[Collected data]
-- begin --
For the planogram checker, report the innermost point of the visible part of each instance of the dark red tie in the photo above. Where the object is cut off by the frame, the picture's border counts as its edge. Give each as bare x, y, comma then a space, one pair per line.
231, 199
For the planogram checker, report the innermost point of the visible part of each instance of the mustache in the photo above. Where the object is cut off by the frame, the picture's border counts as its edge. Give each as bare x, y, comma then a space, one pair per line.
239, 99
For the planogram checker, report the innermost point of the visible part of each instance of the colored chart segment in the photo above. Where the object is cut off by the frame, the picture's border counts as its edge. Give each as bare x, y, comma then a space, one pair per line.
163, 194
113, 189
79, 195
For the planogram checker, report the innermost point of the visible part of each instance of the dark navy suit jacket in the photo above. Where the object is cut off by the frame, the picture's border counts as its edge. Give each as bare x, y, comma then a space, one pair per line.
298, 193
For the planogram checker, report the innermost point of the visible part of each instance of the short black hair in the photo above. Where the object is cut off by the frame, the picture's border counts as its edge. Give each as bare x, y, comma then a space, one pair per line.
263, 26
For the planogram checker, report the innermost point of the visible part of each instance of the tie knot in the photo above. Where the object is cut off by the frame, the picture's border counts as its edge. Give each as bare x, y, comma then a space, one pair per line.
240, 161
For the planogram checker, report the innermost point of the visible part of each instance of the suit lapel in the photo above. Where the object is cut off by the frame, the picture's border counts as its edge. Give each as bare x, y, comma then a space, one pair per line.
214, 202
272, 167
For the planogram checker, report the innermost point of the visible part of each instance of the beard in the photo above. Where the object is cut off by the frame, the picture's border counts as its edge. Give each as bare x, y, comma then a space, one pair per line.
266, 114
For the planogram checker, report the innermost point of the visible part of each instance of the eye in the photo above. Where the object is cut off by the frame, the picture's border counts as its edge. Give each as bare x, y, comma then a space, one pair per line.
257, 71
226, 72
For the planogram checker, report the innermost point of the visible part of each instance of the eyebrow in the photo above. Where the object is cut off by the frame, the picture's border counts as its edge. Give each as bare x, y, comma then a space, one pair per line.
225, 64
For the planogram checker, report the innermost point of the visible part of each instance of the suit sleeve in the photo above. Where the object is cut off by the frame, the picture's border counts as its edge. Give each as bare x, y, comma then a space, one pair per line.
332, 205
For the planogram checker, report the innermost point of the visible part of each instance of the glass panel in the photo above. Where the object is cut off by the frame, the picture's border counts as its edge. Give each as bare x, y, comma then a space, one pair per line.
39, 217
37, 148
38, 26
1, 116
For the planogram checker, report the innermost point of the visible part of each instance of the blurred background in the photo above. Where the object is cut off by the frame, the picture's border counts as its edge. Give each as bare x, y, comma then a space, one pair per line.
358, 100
-- end --
_The task_. Reproduce the full set of records precisely.

_The output_.
For the planogram checker, report the innermost point of the visible part of each instance of the dark red tie in the photo above. Where the object is cut off by the frame, the picture's border counts as its edge. Give each as bare x, y, comma then a space, one pair per line.
231, 199
For the planogram checker, report the innermost point of the visible part of each instance of the mustache in the photo above. Where the object is cut off by the frame, the picture's border counts as its edge. Give each as bare x, y, comma then a space, one pair per line.
239, 99
For the planogram checker, report the innermost point of the visible part of each instance of the colored chart segment in the photo above. Where the object is cut off by the frame, the picture's border counts as its edge. Give each as bare x, y, comma then a space, one pair per line.
163, 194
113, 189
79, 195
For the planogram checker, report the innermost point of the visible part of each instance of the dark navy suit jacket in the photo above. Where the object is cut off by the frame, the picture's border counts as its edge. Give each as bare x, y, comma then a space, one pair per line.
298, 193
For the planogram checker, report the innermost point of the visible part of each instance of the short black hair in the photo above. Where the object is cut off by the frame, the picture's border counts as its edge. Give each as bare x, y, comma then a space, one pair per line.
263, 26
For the planogram checker, report the innermost point of the visible part of each instance of the tie knot in the photo above. Where the object is cut off by the frame, the picture's border counts as its edge. Give each as bare x, y, comma then a space, one pair per line.
240, 161
For the planogram checker, report the innermost point of the visible part of each instance of the suit lapel in the photo above. Where the object is cut off by the frame, the picture's border counts as its edge. Give each as bare x, y, comma then a space, one pair per line.
214, 202
272, 167
For the planogram checker, report the innermost point of the visible part of each instance of the beard in the photo above. Where the object is cut off by the frame, the picture's border counts as its edge. Give each as bare x, y, comma then a space, one pair per line.
266, 114
For the planogram checker, report the innermost point of the visible part of each instance of the eye in the photo above. Where the object is cut off by the frame, the picture's border counts as its edge. Give each as bare x, y, comma then a space, one pair per line.
257, 71
226, 72
For the planogram checker, report the innermost point of the visible part of each instance of the eyebrow in the photo above. Where the object is cut off by the frame, the picture's border counts as its edge. Give each as bare x, y, comma then a space, one pair per line.
225, 64
For the planogram checker, report the innermost point of the visible part of each instance of the suit sleeve in the photo above. Where the object is cut off by the frame, the picture's border counts as its edge. Give each as bare x, y, comma then a space, one pair per line.
332, 205
For the planogram checker, report the innermost point of the visible part of each instance of the glass panel in the photo above. Where the object is cut off by the frame, the picture's border counts as its edge. Give each as bare x, y, comma then a space, one pair per line.
39, 217
37, 148
38, 26
1, 116
For the planogram checker, report the innermost point of the visible part of each instance of the blurred background in the photo above. Where the object is cut off by the frame, the picture's border counts as its edge. Give each as bare x, y, comma then a space, one pair per line.
358, 100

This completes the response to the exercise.